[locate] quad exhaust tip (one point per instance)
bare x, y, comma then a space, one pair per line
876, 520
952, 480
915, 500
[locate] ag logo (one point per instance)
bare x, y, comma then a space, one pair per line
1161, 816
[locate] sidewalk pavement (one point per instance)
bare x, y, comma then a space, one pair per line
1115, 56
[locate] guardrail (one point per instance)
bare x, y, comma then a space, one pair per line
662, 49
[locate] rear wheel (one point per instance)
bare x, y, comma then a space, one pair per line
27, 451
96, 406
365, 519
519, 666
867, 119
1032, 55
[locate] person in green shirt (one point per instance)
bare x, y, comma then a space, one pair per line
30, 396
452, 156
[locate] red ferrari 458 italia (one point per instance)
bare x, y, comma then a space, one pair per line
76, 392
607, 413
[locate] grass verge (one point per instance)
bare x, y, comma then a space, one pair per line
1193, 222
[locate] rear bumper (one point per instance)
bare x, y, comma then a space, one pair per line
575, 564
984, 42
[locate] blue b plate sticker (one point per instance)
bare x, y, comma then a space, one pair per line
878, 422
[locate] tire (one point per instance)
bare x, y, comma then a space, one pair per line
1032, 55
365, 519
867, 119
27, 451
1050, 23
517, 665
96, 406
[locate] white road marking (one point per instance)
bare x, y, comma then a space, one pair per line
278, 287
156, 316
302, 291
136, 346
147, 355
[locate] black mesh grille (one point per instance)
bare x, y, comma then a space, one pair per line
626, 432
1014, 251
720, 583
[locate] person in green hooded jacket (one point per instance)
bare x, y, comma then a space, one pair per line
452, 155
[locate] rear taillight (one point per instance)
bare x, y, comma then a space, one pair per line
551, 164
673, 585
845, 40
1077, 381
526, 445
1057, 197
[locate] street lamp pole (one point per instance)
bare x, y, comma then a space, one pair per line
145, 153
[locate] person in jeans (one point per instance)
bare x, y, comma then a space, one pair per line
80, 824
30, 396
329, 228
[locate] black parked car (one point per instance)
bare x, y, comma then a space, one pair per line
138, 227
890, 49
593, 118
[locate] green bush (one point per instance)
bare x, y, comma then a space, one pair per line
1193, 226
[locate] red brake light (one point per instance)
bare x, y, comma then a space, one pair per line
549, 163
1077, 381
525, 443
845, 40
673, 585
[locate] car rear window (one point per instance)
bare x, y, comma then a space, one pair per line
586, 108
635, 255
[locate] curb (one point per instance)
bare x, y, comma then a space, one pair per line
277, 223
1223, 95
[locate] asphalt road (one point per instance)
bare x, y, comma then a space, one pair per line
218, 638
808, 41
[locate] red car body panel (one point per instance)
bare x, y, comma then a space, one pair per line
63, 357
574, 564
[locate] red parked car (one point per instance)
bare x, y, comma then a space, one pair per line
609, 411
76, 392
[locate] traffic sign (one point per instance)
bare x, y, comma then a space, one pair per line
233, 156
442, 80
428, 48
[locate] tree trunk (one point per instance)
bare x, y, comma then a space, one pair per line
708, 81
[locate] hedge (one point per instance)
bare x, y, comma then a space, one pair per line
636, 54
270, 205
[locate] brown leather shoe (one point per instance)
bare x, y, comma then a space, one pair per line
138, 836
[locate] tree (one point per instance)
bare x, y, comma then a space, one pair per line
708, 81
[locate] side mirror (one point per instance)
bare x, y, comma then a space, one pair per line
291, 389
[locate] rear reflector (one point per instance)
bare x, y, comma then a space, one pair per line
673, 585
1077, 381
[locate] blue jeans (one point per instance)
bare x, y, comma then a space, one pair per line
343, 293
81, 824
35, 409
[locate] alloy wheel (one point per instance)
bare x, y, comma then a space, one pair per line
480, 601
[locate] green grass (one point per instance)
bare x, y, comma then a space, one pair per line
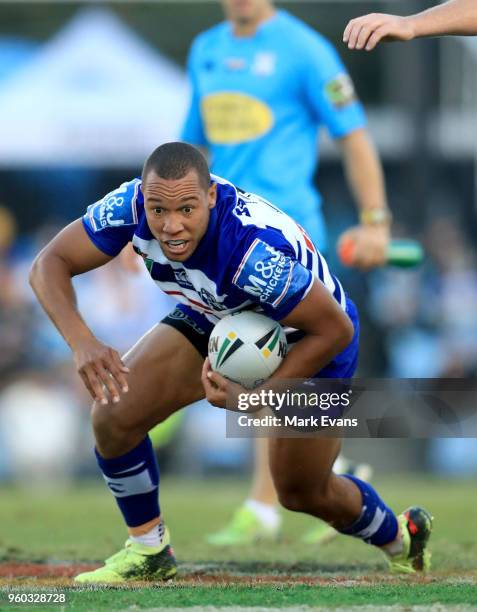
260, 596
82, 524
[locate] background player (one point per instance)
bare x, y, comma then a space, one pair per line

#####

### [Assigned task]
What is needed is an exact copy of every entry, with the pictures removed.

### [Result for this exercise]
[locate] quad exhaust tip (one point per instance)
bare x, y, comma then a space, one pair per line
876, 520
952, 480
915, 500
[locate] ag logo (one point per instance)
bare x, y, comma then a space, one pair per line
1161, 816
[locate] sidewalk pavement (one point per instance)
bare x, y, comma then a space, one pair per line
1115, 56
[locate] guardrail (one point per instance)
bare x, y, comma then a space, one pair per line
662, 49
[locate] rear wheel (one point per instance)
bare x, y, comma then a space, one pair per line
27, 451
96, 406
365, 519
519, 666
867, 119
1032, 55
[locate] person in green shirt (one point per instance)
bare x, y, comma then a space, one pair per line
30, 396
452, 156
[locate] red ferrari 458 italia (one point per instance)
bare x, y, comma then a space, one pair per line
76, 392
607, 413
[locate] grass verge (one point per instance)
bare x, y, comma then a space, one pair per line
1193, 222
[locate] rear bumper (one point per instance)
bare x, y, comma then a space, one pair per line
575, 564
984, 42
[locate] blue b plate sticker (one point per instance)
bare x, y, comma then a space, one pair per line
878, 422
[locate] tire (one point per instance)
bare x, y, comma then a space, one pair per line
1032, 55
365, 519
867, 119
27, 451
1050, 23
517, 665
96, 406
[locate] white road marking (one point per instance)
bare x, y, comma then a space, one pair per line
278, 287
156, 316
302, 291
136, 346
147, 355
[locate] black mesh grille (one point per instance)
bare x, y, comma then a space, one pair per line
626, 432
1014, 251
720, 583
[locate] person in green hooded jacket (one point per instance)
bare x, y, comma then a space, one pair per line
452, 155
[locate] rear taillight (one point per instance)
bare x, y, comma then a space, one pair per line
551, 164
673, 585
845, 40
1077, 381
526, 445
1057, 197
[locate] street lamp pole (one point per instance)
bare x, y, comma then a space, one pair per line
145, 153
[locate] person in jeans (one point per instance)
bare x, y, comma then a space, one pair per line
80, 824
30, 396
329, 228
[locate] black parked car (one point per instance)
bare x, y, comma then a space, one pair per line
138, 227
890, 49
593, 118
[locate] green bush (one point per instance)
bare x, y, comma then a space, one pair per line
1193, 226
[locate] red brake light (one point per instance)
bare x, y, comma then a space, one pair per line
549, 163
1077, 381
525, 443
845, 40
673, 585
[locate] car rear window (one point per instance)
bare x, y, comma then a space, one pair per line
586, 108
635, 255
[locate] curb (one point per instance)
bare x, y, comma then a space, one pair per line
277, 223
1223, 95
[locate] asphalt road (one point per instance)
bare x, y, comma then a space, one pair per line
218, 638
808, 41
[locate] red car body panel (one point per instance)
bare x, y, comma then a space, one pair per line
63, 357
574, 564
[locate] red parked car (one point per instance)
bare x, y, comma then a space, one pair per line
609, 411
76, 392
[locate] traffic sign (one point per instance)
bare x, y, comma then a space, one pair per line
233, 156
442, 80
428, 48
[locate] tree trunk (one point per instance)
bare x, y, comma then a space, one pair per line
708, 81
[locate] hedge (one point per instance)
bare x, y, comma then a space, one pair per line
636, 54
270, 205
[locate] brown leather shoe (one point per instance)
bare x, y, comma then a space, one pair per line
138, 836
[locate] tree (one point per instance)
bare x, y, comma then a space, one pair per line
708, 81
[locate] side mirror (one point per instance)
bare x, y, comma then a space, one pair per line
291, 389
[locate] rear reflector (one point per instance)
bare x, y, comma then a space, one pair per line
673, 585
1077, 381
[locate] blue jeans (one point per instance)
bare x, y, comma then a space, one pair per line
343, 293
81, 824
35, 409
[locate] alloy wheel (one point per instance)
bare x, y, comma then a space, one pair per line
480, 601
[locate] green grass (one point per instance)
bare x, y, comma then a space, one pair per line
260, 596
82, 524
[locate] background player (one point per instance)
bare x, y, comma then a space, one pair per line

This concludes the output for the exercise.